WRITTEN REQUEST 1:
Please answer these questions about the reflection on lasting hope below, marking each answer with its letter.
(a) In whose hand is an apple a symbol of temptation?
(b) Whose theology did Steve Summers draw on?
(c) What is the title of the book by Denise Inge?
WRITTEN REQUEST 2: Duplicate everything from "On the cusp" down to "forgive and restore." in the reflection on lasting hope.

··· EXCERPTED TEXT

Saturday 28 March 2015

Have you found a lasting hope?


On the cusp of Holy Week our attention shifts from Annunciation and Nativity to Calvary; from expectancy and birth to suffering and death.  As we make that move, this painting holds birth and death together; it draws invites us to pay attention to an apple. An apple in the hand of Eve is a symbol of temptation, misdirected desires, and our human propensity to mess things up. An apple in the hand of Mary is a sign of redemption, self-giving love, God propensity to forgive and restore.

Chris Gollon: Madonna of the Apple (2012)

That is the overarching narrative of salvation - of a love that gives in perfect freedom with all the risk of hurt and failure that that entails; and a love that will not let us go when we face the reality of human vulnerability.  Steve Summers' articulated this, drawing on Simone Weil’s theology last week.  He identifies the paradox of love – of intimacy and separation.  We cannot insulate ourselves from pain – yet we are called to hope in the midst of it. A hope founded on God and the assurance that all shall be well.  

Eliot writes that history may be servitude; faces and places known and loved to us vanish, or are renewed.  The reality of the human condition is met by grace: Sin is Behovely, but / All shall be well, and / All manner of thing shall be well. All shall be well because our hope is in the faithfulness of God’s love; his yes to humanity. All shall be well because such hope does not disappoint, rather it engenders trust.  In stillness, in waves and sea Eliot describes A condition of complete simplicity / (Costing not less than everything) / And all shall be well and / All manner of thing shall be well / When the tongues of flames are in-folded / Into the crowned knot of fire / And the fire and the rose are one.

Hope demands that we inhabit the Gospel story afresh. As we immerse ourselves in Holy Week,  that invitation to immerse ourselves in this narrative is more acute. It allows space to ask questions about loss and renewal, grief and gift; questions which are more spacious than answers.

This painting is an impossible moment of infancy and death; eternity caught in a span. It is love with us, the source of hope. Not an ending, but a new beginning.  Perhaps we will catch a glimmer of hope and renewal that we come know, with baited breath, like a breaking dawn, as resurrection.  That is perhaps conveyed in ‘A blinding brightness’.

Catherine Clancy: A Blinding Brightness (2014)
 
Denise Inge thinks deeply about this resurrection hope in her book ‘A Tour of Bones’.  She discovers that preparing to live and preparing to die are in the end the same thing.   She writes about the Spirit brooding over us, refining us, rushing through us and drawing us on.  Whispering the assurance: Do not be afraid.  As we face the frailty of our human nature we are invited to rediscover hope by placing God centre stage and responding to an invitation to turn, to follow to set our Christ, setting our eyes on him.  Do not be afraid.  Learning to die well, learning to let go, extends our horizon so that we might live well.

······
··· DATA EXCERPTS

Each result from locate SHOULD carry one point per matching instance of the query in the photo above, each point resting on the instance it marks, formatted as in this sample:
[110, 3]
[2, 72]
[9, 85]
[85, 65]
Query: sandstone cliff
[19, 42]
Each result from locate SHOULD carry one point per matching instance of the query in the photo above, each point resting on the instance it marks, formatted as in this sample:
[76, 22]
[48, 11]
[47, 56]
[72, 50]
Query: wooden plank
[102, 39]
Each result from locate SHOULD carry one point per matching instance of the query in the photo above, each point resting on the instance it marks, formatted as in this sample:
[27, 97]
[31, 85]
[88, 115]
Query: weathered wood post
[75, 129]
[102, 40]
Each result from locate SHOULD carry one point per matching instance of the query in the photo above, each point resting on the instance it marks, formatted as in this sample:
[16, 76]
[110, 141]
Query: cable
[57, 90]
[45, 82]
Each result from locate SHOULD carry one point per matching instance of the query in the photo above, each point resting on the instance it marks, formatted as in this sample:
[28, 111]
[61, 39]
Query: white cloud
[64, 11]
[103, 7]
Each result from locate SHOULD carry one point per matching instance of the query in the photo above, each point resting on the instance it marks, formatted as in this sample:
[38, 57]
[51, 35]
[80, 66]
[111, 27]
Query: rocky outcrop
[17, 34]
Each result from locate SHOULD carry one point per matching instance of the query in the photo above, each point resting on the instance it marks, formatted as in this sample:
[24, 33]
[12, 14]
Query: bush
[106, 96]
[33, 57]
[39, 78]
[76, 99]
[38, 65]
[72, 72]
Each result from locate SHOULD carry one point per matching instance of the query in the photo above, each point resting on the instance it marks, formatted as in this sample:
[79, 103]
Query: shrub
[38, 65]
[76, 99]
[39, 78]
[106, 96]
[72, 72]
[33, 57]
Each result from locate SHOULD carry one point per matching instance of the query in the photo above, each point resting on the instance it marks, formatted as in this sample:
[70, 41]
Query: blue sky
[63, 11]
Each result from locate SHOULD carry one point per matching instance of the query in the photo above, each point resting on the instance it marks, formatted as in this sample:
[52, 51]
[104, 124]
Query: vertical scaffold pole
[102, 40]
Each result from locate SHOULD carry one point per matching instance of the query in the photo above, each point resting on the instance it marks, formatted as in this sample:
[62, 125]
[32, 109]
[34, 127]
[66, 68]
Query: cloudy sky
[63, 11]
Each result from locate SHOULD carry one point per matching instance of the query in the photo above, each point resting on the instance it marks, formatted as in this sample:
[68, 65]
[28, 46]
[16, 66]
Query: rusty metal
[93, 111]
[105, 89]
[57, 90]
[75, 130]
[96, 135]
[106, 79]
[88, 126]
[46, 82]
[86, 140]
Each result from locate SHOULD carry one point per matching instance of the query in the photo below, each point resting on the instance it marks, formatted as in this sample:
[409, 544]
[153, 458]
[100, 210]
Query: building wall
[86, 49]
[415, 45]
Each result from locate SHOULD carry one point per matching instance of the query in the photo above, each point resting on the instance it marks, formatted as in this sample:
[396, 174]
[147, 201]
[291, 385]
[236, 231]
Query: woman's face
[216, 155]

······

FULL OUTPUT 1:
(a) Eve
(b) Simone Weil
(c) A Tour of Bones

FULL OUTPUT 2:
On the cusp of Holy Week our attention shifts from Annunciation and Nativity to Calvary; from expectancy and birth to suffering and death.  As we make that move, this painting holds birth and death together; it draws invites us to pay attention to an apple. An apple in the hand of Eve is a symbol of temptation, misdirected desires, and our human propensity to mess things up. An apple in the hand of Mary is a sign of redemption, self-giving love, God propensity to forgive and restore.